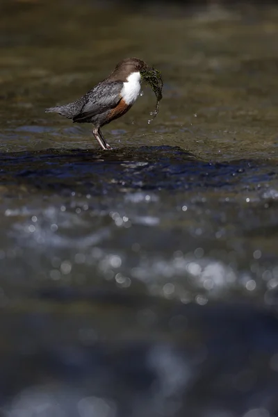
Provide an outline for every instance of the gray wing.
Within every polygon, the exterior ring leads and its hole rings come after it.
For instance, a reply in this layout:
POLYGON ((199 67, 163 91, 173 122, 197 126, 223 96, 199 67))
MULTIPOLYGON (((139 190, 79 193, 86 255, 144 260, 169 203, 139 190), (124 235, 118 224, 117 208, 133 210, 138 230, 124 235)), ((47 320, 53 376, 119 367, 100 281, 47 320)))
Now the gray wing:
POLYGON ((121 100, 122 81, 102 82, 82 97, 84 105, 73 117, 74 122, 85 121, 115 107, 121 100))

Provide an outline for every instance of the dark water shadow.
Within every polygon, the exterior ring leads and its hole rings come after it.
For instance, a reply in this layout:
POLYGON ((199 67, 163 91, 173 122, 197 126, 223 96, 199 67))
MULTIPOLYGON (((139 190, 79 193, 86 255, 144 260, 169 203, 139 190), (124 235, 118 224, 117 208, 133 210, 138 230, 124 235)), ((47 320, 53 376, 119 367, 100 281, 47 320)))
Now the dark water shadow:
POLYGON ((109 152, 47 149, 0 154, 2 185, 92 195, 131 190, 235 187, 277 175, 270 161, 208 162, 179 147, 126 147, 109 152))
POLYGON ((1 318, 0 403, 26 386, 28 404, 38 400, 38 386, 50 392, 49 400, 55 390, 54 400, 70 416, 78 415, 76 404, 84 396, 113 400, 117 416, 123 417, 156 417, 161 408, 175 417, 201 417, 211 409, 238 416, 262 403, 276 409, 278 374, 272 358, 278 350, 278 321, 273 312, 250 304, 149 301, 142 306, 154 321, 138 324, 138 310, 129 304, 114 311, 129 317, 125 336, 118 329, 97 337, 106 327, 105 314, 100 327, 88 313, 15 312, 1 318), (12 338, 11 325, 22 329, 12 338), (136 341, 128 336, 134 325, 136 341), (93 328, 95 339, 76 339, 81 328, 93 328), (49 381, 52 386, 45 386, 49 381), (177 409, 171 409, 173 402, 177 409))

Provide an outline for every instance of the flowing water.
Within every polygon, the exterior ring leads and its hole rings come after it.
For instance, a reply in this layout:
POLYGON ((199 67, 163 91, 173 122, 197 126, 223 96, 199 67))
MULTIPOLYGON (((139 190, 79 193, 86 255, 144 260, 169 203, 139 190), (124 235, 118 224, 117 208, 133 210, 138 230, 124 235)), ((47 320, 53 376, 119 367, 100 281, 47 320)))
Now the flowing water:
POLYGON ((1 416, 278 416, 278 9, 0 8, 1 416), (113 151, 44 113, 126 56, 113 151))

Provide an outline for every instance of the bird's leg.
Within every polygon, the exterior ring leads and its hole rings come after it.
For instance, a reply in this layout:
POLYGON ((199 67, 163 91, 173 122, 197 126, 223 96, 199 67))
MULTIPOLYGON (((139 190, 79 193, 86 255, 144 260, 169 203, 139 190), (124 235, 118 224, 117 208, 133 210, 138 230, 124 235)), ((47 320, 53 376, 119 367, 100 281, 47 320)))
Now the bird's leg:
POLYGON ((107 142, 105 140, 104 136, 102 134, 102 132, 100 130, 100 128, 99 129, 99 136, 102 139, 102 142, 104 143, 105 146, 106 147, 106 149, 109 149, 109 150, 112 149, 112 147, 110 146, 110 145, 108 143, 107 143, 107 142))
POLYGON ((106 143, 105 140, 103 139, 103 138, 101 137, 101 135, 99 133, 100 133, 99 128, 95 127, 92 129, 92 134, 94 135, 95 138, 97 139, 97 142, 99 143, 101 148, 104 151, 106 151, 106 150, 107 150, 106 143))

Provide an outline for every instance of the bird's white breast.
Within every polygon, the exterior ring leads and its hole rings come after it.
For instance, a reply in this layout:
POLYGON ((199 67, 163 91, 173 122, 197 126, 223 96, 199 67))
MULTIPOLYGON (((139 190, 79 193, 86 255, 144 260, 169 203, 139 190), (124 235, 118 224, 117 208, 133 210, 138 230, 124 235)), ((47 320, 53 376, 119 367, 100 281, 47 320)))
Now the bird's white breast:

::::::

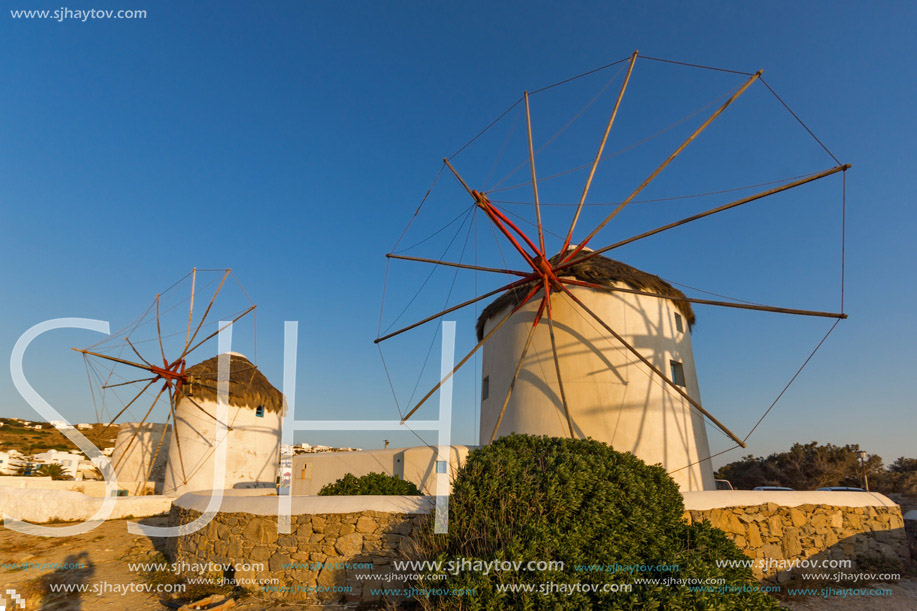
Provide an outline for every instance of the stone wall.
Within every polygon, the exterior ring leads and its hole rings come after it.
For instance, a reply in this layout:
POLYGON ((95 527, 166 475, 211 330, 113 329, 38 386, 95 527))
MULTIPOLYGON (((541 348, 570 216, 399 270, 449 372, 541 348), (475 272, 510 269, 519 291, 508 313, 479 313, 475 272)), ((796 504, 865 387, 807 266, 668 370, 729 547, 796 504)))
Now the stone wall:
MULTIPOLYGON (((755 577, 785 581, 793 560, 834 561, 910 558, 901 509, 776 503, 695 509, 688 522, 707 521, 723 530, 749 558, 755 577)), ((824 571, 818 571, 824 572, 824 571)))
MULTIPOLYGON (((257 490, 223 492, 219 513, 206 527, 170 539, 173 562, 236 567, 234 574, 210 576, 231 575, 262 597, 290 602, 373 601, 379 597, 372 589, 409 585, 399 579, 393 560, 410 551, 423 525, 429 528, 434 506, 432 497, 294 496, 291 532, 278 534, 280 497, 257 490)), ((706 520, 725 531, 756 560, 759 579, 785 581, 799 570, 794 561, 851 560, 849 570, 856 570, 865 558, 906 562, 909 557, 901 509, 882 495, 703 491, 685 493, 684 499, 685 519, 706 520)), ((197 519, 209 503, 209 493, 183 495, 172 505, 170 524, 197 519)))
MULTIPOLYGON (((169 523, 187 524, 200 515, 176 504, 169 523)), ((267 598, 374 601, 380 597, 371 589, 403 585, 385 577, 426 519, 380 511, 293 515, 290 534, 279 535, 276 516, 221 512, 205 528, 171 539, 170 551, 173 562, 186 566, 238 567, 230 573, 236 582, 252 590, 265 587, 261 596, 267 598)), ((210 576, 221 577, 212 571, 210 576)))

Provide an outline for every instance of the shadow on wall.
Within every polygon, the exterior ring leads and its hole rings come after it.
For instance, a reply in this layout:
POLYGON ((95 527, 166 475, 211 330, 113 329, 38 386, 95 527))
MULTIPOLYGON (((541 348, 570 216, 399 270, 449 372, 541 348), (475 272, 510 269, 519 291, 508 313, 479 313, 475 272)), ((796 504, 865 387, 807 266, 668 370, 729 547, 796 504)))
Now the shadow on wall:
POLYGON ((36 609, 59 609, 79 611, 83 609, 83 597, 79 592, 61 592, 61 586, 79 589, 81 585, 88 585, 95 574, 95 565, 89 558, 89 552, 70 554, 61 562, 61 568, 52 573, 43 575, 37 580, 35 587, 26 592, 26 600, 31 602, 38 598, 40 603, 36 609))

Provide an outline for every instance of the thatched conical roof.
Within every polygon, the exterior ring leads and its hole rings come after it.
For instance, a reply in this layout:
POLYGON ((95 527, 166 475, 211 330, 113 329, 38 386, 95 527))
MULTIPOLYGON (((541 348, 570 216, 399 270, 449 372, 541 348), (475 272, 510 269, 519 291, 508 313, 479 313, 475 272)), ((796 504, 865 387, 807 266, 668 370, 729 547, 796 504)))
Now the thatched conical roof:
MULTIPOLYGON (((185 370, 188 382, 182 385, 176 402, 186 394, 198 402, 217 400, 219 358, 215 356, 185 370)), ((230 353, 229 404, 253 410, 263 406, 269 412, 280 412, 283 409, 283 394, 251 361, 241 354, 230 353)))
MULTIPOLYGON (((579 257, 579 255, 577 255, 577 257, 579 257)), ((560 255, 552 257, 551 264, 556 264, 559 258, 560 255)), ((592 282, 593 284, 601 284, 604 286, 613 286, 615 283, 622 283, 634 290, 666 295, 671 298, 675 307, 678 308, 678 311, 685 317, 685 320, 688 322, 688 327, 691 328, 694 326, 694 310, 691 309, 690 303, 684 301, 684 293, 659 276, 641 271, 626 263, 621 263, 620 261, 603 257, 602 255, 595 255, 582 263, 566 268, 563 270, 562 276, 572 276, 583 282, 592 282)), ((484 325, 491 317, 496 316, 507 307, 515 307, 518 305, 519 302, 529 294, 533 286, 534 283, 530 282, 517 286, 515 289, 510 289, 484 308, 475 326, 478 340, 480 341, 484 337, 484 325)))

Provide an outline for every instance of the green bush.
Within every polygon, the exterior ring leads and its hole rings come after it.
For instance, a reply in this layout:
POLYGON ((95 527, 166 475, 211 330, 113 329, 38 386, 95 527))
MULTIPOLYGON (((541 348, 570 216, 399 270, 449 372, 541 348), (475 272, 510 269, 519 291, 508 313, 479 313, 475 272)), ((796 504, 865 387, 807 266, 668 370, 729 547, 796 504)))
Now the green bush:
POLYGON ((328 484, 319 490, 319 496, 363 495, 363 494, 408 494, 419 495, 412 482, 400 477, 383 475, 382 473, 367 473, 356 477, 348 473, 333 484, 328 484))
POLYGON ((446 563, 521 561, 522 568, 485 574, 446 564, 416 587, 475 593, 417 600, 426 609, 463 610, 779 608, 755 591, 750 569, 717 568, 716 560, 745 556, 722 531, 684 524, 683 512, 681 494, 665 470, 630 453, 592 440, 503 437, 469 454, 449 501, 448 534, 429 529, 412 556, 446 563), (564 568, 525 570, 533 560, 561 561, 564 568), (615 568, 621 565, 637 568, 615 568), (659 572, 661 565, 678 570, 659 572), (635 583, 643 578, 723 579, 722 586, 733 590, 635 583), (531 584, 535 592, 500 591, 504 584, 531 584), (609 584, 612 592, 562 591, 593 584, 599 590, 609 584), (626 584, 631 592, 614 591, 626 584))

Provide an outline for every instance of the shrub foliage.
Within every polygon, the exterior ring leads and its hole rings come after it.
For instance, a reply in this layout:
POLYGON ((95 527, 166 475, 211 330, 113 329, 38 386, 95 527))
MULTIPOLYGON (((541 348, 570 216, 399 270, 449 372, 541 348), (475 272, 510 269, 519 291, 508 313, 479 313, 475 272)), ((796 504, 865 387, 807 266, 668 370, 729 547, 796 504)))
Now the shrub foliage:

::::::

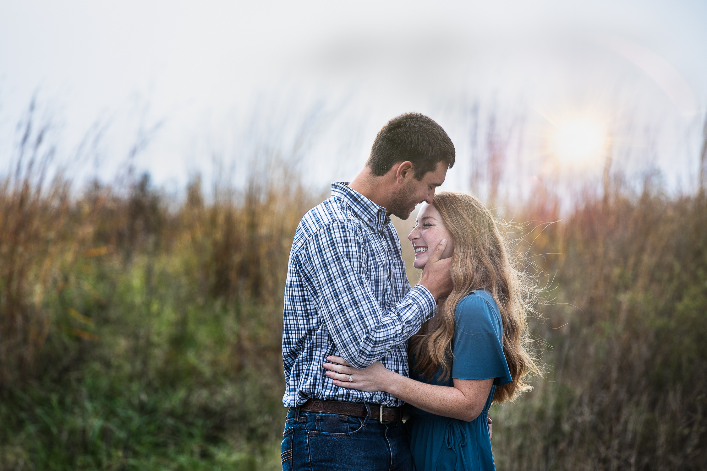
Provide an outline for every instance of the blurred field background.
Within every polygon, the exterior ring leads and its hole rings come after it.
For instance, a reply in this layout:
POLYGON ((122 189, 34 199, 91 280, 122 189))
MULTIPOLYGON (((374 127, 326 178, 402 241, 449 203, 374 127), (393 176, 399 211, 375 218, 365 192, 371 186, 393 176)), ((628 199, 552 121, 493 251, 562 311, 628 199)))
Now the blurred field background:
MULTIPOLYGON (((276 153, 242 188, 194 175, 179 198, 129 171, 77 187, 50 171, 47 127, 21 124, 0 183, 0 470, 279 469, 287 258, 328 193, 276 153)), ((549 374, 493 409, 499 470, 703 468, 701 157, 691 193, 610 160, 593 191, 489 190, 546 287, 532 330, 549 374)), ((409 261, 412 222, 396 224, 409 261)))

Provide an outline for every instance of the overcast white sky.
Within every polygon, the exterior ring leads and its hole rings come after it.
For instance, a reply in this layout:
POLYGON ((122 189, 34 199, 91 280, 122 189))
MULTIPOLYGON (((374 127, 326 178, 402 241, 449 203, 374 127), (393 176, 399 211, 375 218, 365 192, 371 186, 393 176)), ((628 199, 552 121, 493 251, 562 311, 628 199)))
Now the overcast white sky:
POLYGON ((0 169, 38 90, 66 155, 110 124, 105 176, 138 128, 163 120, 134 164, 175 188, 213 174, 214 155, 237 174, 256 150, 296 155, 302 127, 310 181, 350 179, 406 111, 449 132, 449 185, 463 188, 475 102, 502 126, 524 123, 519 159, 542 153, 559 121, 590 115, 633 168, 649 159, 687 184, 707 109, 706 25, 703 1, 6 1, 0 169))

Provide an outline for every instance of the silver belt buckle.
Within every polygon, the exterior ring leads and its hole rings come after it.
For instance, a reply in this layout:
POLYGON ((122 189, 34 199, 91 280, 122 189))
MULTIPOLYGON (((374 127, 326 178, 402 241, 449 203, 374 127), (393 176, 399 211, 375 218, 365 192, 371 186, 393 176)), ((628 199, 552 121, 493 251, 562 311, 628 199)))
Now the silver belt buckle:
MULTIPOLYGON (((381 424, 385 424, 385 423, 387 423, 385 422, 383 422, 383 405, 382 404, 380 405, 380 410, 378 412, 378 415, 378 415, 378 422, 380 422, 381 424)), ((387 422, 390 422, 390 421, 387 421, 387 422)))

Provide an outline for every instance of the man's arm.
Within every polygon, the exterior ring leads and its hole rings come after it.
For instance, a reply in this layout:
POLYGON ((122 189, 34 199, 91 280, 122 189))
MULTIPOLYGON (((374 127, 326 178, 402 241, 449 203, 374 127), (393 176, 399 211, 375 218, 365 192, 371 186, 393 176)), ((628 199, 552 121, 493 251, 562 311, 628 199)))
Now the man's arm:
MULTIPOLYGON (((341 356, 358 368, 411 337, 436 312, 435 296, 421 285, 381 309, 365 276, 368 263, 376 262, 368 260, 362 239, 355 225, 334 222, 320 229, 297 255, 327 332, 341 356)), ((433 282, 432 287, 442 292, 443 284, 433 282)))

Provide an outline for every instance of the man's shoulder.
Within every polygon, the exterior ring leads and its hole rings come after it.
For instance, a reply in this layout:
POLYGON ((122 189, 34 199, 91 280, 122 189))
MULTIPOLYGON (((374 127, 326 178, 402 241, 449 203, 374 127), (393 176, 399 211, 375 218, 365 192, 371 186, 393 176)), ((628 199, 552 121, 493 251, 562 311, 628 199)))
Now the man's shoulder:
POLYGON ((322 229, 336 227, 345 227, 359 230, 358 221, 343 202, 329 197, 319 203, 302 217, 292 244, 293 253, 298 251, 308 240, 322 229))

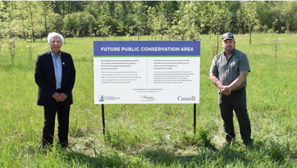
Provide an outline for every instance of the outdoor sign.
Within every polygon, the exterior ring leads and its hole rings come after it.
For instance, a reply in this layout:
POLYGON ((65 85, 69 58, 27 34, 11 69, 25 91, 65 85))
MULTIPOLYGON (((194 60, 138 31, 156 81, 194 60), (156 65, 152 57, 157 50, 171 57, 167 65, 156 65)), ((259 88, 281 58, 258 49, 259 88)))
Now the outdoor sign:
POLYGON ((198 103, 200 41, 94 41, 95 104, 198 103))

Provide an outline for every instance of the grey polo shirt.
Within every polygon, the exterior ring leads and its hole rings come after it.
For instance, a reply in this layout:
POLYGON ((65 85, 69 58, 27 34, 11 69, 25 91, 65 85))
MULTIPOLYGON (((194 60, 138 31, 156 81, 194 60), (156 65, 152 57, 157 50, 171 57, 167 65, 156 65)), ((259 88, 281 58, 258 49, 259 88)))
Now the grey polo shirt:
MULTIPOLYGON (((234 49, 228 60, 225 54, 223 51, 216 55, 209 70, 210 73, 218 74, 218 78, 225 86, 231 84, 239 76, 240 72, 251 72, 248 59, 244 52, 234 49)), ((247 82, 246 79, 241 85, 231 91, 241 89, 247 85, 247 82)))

::::::

• TASK BRIEF:
Which lines in the records above contain the word "water"? Gather each of them and copy it out in full.

• RESULT OF THE TASK:
Provide an outline for every instance of the dark water shadow.
Now the dark water shadow:
Provide an outline for every instance of the flowing water.
Now the flowing water:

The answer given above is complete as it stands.